- _PROBLEM REQUIREMENTS_
Everything from the line holding "Q: In the photo above, mark the equestrian" through the last line below must be repeated exactly, and nothing else.
-- BEGIN INPUT RECORDS --
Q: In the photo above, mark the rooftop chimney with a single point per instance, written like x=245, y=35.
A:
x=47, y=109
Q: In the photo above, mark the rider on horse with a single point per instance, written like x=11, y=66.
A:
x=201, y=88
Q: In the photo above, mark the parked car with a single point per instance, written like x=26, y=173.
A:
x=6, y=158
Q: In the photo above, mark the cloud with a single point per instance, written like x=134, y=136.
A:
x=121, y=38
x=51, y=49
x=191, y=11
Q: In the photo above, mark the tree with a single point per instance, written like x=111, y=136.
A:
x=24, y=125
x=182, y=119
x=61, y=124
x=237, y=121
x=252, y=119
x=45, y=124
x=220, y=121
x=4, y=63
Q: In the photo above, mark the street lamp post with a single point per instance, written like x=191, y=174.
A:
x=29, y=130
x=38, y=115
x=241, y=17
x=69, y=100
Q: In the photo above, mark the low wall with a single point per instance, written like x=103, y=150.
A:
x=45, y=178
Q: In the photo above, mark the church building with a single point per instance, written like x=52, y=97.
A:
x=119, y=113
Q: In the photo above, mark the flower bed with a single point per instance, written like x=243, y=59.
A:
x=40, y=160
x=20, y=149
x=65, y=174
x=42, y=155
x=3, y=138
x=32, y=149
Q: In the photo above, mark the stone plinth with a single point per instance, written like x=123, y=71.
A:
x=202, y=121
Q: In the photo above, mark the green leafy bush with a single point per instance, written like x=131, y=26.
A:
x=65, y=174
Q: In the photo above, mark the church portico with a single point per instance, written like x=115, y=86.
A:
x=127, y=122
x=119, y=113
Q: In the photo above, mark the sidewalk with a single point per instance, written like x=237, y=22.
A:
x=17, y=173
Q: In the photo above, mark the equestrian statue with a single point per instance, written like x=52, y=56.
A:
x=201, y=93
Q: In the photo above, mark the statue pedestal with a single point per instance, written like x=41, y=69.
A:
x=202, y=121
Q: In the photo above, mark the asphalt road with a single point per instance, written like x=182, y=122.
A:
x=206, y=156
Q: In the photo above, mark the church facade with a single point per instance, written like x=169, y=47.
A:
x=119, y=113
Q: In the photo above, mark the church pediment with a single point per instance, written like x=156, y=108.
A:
-- END INPUT RECORDS --
- _ANSWER TO THE TASK_
Q: In the photo above, mark the equestrian statue with a single point per instance, written like x=52, y=56.
A:
x=201, y=93
Q: In the photo above, mark the statue pedestal with a single point per instance, written like x=41, y=69.
A:
x=202, y=121
Q: In the photo above, mark the asphalt road with a single point per instance, written like x=182, y=122.
A:
x=206, y=156
Q: In the photo above, mark the church facade with a single point per instance, written like x=169, y=47.
A:
x=119, y=113
Q: In the photo above, mark the church pediment with a single point per instance, written like x=156, y=108.
A:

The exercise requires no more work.